### Brief a
In the blog post about a car wash, what was left smeared over the car after the road trip?

Charles Keefer's Blog

I am so stupid

with one comment

I took my car to get washed today after a road trip that left me with love bug smears over everything.

I will leave where I took it for the wash unsaid.

They did a great job and I left a tip with the boss. “Here is a tip for the guys in the back,” I told, him and he thanked me.

My car was delivered to me by one of the guys from the back. He looked crestfallen when I didn’t press bills into his hand so I said “Make sure you get the tip I left with the other guy.”

“Next time, leave the tip with us,” he said. “That guy plays us. But thanks for telling us.”

I’ve felt insanely stupid before.

On one of the first assignments I had for a real newspaper after I got out of college, I was sent to a wreck on I-95 where someone died. I hadn’t been on a real news story before, much less one where mortality was involved.

### Supplied material
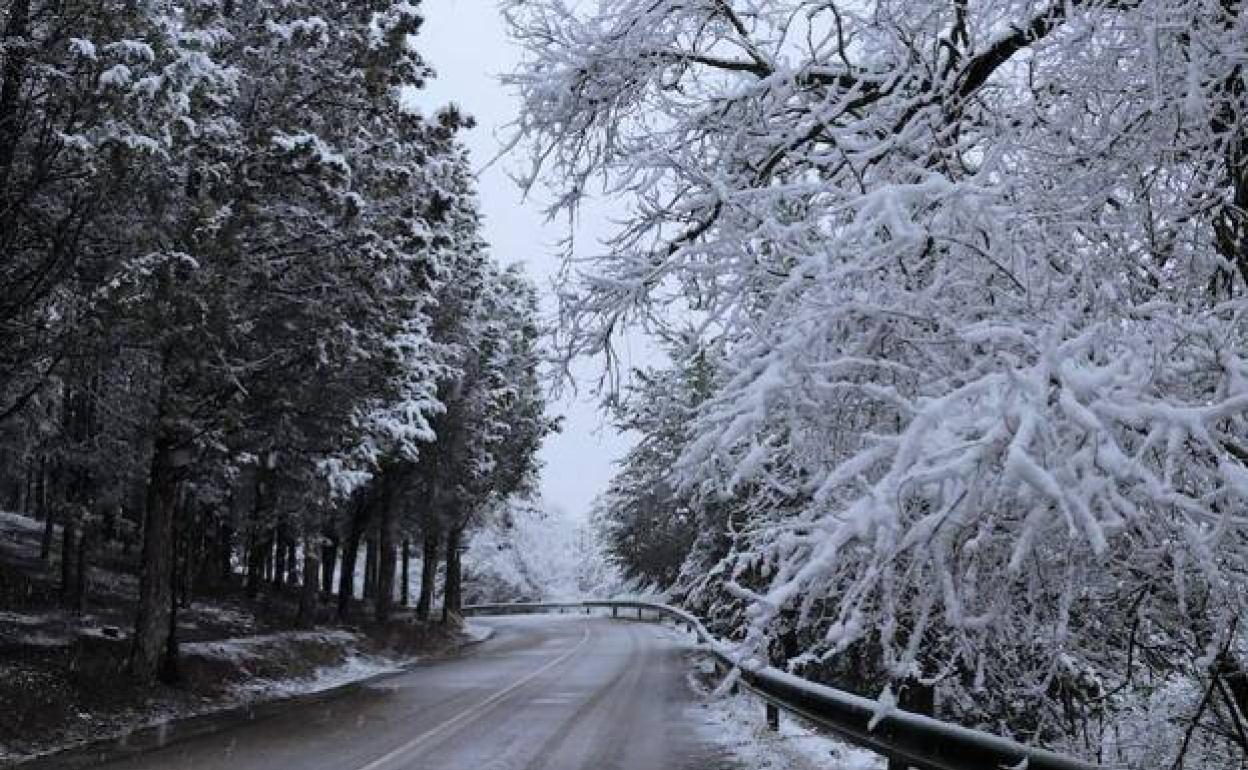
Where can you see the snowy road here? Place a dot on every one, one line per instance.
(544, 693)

==

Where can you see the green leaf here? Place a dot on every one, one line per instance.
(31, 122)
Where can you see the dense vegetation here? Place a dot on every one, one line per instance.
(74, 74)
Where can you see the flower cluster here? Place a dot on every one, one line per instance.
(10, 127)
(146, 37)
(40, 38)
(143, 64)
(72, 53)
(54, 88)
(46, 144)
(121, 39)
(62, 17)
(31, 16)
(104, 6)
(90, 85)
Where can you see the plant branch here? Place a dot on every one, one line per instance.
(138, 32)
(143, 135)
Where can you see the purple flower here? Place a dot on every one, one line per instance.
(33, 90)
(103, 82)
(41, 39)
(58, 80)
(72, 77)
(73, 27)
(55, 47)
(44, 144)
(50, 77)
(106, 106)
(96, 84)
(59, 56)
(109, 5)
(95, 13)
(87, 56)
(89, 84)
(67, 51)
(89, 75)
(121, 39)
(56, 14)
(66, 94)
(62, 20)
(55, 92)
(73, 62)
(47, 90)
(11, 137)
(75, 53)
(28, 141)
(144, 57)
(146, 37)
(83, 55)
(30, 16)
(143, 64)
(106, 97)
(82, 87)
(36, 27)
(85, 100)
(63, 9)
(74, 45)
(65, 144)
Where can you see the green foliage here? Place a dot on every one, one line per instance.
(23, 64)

...

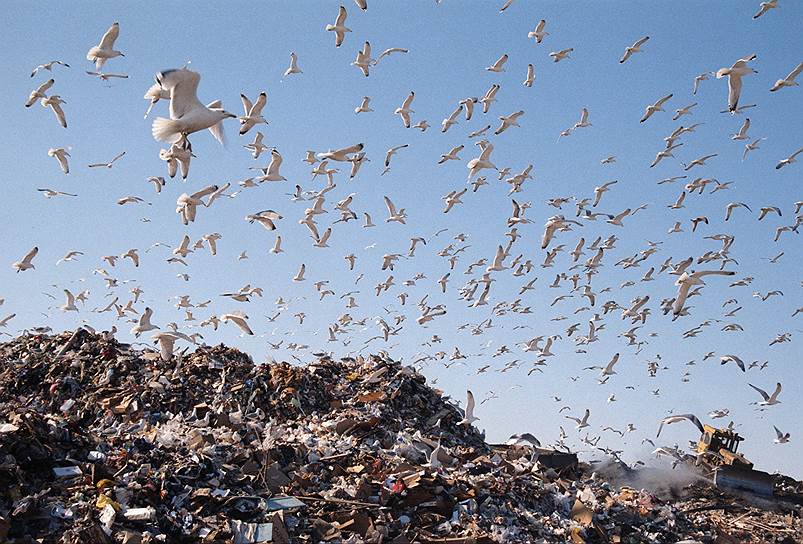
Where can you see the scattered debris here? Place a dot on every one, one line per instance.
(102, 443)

### Brief b
How many lines of the records contain the word "Place"? Reply with the number alone.

### Reply a
Love bug smears.

### Reply b
8